── ENTRIES PROVIDED

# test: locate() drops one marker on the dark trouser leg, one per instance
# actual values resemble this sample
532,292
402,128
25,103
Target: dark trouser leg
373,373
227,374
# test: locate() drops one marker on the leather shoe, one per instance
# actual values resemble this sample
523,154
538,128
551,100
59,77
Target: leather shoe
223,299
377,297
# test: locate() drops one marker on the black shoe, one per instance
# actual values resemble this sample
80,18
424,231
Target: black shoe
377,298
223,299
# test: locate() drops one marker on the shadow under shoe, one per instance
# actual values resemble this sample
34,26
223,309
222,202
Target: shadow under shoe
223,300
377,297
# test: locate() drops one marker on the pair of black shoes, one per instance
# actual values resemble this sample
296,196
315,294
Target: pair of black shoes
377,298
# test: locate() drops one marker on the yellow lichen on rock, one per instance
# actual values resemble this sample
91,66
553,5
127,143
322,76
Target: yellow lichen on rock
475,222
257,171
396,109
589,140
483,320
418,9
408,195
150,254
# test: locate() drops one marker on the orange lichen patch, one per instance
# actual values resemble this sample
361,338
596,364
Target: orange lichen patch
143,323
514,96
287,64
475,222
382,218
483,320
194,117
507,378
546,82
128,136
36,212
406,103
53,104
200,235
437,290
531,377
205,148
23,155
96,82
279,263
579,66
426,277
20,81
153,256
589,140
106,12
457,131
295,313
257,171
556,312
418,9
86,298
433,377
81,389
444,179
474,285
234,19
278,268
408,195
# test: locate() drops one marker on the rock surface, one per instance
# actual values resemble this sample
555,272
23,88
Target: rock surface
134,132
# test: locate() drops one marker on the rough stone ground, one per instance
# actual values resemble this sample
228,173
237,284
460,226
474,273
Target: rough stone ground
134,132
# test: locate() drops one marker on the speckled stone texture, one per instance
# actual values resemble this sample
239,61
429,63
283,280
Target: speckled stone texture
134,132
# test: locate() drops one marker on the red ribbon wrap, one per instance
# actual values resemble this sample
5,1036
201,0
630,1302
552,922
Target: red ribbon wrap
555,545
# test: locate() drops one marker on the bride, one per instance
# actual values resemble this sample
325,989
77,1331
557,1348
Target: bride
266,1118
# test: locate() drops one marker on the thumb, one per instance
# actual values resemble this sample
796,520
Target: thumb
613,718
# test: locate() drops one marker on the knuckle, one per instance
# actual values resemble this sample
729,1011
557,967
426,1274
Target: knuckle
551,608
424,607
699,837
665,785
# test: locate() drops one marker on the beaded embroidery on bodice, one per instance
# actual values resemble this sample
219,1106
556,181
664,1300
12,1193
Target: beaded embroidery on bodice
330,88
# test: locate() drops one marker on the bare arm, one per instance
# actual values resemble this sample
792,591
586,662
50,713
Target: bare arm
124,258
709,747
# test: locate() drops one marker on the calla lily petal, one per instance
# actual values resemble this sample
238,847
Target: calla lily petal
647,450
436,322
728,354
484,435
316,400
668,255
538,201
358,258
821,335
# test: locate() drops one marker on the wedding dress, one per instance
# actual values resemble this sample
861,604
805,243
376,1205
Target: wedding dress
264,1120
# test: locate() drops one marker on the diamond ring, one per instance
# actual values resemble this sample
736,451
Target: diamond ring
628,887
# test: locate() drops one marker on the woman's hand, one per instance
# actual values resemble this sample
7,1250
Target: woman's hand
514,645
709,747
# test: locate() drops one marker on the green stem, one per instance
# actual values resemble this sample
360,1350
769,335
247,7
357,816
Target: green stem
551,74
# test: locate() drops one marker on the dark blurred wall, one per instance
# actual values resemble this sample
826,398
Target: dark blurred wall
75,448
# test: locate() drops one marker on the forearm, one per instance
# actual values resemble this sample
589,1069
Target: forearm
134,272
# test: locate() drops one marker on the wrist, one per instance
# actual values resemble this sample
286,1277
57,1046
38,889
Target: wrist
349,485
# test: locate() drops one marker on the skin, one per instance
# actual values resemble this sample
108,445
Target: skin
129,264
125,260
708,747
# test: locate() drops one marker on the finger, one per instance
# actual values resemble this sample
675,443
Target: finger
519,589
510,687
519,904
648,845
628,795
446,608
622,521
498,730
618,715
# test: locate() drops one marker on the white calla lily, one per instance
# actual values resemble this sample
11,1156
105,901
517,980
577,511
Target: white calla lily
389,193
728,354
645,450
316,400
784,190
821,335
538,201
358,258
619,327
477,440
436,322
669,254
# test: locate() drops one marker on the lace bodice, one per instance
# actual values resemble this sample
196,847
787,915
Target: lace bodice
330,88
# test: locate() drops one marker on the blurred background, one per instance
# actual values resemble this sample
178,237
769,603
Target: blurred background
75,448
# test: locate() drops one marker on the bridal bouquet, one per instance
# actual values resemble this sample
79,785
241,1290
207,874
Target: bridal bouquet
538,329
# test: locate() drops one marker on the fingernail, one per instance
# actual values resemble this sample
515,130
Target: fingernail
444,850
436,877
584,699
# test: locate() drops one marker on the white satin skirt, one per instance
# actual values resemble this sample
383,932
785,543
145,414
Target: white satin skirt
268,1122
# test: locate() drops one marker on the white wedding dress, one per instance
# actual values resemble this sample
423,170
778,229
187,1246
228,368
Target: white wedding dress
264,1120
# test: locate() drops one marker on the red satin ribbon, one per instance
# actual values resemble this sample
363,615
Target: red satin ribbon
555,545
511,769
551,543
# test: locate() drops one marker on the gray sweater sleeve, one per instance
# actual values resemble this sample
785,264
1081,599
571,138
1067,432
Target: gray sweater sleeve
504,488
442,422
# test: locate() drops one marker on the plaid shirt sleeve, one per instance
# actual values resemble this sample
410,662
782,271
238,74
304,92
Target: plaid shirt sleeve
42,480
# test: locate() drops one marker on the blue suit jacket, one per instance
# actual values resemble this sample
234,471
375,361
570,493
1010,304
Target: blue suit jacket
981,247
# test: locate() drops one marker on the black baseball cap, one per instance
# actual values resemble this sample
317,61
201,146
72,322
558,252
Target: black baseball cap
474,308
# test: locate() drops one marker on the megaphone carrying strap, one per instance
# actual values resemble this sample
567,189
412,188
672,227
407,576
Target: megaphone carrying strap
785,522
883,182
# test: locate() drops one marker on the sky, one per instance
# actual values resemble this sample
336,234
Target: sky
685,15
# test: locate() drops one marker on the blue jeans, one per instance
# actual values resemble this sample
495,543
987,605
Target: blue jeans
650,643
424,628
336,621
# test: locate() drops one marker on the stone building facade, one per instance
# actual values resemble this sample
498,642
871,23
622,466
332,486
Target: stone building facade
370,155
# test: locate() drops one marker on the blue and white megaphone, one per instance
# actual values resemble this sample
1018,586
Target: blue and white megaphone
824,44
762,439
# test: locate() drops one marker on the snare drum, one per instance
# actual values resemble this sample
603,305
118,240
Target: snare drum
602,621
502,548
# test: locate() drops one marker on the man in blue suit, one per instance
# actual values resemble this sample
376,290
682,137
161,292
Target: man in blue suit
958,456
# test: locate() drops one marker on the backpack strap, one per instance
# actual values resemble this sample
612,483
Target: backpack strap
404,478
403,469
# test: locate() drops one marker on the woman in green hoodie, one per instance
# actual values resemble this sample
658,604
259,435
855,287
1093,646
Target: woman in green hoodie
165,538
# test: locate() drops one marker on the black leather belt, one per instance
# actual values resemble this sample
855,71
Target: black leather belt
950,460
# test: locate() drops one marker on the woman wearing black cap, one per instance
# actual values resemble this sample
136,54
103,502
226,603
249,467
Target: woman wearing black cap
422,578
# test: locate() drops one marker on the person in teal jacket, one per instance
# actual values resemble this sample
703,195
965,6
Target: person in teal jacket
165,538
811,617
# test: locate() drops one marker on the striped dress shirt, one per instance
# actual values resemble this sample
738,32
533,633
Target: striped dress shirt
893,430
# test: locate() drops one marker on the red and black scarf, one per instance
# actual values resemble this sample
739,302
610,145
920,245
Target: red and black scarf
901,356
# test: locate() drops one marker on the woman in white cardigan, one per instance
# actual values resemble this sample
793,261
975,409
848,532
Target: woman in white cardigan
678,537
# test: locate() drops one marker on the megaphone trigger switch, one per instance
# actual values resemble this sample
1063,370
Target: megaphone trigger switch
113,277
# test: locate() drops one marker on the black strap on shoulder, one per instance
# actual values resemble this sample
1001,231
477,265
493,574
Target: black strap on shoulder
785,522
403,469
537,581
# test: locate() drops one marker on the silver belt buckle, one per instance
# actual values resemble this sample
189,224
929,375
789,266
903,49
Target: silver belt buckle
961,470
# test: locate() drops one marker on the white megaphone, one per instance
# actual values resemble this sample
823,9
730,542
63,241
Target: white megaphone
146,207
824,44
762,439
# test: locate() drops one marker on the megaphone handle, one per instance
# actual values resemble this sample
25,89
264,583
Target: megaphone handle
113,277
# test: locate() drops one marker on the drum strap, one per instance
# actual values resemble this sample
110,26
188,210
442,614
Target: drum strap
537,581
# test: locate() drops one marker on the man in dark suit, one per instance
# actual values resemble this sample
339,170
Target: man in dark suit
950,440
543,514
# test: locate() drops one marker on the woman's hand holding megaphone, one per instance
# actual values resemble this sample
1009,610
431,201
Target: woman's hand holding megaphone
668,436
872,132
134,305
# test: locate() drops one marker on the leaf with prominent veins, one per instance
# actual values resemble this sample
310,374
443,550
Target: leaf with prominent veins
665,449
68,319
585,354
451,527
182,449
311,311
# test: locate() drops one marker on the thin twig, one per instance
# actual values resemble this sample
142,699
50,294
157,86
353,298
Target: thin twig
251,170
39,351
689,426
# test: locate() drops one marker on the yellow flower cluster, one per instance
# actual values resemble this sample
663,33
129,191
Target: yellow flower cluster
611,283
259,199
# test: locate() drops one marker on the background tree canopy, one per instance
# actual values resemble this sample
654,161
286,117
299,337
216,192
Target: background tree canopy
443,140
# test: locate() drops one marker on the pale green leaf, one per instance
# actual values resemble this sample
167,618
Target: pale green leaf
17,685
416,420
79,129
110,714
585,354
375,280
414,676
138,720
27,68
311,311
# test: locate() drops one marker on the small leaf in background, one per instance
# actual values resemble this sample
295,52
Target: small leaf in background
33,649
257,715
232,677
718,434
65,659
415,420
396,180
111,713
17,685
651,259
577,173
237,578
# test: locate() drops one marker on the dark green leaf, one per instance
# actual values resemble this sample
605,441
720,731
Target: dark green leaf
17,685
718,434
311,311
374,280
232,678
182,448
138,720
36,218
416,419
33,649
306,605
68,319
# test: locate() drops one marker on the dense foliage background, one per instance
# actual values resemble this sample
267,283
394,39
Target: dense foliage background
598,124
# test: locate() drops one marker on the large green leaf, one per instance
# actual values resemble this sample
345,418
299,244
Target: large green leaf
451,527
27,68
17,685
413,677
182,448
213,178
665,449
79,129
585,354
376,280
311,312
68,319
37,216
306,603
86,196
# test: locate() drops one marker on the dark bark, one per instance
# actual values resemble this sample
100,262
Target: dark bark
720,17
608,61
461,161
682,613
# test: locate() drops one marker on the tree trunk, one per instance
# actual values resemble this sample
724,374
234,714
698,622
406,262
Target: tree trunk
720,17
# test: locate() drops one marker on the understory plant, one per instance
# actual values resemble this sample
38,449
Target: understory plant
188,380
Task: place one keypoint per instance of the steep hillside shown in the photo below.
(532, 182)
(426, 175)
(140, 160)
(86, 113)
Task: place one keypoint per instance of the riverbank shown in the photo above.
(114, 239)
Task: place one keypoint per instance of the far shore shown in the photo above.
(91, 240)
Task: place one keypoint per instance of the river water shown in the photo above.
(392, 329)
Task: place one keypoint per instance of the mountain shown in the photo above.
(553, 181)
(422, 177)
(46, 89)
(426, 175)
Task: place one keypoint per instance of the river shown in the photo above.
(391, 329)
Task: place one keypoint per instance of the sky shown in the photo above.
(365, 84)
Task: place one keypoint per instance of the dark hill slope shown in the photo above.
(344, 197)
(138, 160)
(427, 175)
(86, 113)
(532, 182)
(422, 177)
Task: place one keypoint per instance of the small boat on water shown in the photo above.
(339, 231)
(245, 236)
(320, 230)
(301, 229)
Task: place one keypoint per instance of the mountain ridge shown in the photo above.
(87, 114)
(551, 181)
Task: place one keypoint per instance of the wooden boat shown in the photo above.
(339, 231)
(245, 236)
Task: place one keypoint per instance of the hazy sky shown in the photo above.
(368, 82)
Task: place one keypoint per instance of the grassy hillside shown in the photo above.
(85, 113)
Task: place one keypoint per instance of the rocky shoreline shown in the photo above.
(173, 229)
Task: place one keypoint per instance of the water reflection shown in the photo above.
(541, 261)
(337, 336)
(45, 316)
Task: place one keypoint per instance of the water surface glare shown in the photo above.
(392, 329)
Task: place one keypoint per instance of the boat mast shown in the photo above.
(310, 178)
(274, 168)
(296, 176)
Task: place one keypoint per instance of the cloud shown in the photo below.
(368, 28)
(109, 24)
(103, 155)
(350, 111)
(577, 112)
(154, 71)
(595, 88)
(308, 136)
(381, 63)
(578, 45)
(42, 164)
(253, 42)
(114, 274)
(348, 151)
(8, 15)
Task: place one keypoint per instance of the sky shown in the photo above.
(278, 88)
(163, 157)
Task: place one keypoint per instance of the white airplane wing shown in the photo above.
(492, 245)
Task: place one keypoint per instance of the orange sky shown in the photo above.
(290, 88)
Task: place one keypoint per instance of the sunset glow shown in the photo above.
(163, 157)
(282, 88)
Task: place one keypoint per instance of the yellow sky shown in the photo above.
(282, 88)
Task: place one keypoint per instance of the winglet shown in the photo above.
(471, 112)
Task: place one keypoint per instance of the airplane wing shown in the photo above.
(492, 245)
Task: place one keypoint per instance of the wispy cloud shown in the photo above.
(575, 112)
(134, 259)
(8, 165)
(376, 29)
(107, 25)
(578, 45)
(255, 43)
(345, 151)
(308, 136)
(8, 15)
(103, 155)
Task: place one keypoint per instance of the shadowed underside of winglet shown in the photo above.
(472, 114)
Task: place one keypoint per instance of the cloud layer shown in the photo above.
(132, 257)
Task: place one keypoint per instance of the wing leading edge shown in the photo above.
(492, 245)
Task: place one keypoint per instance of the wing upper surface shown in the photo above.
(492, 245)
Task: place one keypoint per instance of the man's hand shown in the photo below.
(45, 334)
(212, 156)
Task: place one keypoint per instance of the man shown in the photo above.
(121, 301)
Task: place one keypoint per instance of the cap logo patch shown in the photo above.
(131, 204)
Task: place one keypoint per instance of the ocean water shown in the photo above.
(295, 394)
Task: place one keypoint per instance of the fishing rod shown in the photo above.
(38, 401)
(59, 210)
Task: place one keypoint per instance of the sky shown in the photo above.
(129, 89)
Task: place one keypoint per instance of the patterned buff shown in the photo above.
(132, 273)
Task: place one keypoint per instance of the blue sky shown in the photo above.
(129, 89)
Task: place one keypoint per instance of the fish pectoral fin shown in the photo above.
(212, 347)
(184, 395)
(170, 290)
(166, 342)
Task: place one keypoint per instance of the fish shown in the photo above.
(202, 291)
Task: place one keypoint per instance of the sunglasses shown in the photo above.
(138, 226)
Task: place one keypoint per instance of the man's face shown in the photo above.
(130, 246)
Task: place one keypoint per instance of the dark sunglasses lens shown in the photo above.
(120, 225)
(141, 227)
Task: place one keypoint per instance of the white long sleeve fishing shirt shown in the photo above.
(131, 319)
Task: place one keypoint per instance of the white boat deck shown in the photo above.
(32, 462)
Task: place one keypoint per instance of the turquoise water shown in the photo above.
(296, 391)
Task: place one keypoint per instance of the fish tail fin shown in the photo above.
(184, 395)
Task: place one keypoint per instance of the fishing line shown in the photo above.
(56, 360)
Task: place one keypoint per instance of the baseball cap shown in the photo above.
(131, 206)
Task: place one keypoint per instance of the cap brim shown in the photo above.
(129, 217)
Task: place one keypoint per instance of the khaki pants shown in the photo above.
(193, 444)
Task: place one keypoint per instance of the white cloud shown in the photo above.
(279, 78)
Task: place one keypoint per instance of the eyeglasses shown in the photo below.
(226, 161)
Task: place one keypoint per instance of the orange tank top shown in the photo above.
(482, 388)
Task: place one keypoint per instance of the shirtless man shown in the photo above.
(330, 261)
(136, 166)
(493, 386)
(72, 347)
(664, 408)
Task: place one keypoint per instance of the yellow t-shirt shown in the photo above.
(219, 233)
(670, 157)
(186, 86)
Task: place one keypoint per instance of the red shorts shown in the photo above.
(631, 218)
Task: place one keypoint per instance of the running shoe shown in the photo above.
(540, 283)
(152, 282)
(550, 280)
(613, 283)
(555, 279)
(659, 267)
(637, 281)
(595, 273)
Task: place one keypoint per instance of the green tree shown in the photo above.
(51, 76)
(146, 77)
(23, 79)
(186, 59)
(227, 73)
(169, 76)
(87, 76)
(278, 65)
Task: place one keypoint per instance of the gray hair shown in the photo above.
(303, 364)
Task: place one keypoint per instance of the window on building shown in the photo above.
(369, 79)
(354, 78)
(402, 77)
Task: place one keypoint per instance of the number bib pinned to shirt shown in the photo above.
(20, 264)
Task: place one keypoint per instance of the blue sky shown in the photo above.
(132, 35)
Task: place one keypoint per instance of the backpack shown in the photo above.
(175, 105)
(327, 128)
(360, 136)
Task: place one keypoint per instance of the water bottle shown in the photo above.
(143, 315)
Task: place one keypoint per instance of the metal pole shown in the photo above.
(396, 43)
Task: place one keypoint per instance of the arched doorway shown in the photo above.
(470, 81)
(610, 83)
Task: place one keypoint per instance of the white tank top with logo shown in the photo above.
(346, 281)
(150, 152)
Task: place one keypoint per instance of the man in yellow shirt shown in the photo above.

────

• WHAT YOU SHOULD DO:
In the listing above, find the line containing "Target: small leaf in background" and the line containing "# test: locate() drops one marker on the dense". Output them and every line between, exactly, and nothing else.

• SOLVED EXERCISE:
Target: small leaf in background
33,649
257,715
232,677
718,434
65,659
415,420
396,180
111,713
17,685
651,259
577,173
237,578
# test: locate() drops one marker on the dark green leaf, one per instance
# actual values resemble this sample
605,441
720,731
Target: dark green leaf
17,685
718,434
311,311
374,280
232,678
182,448
138,720
36,218
416,419
33,649
306,605
68,319
# test: locate() drops one marker on the dense foliage background, one per instance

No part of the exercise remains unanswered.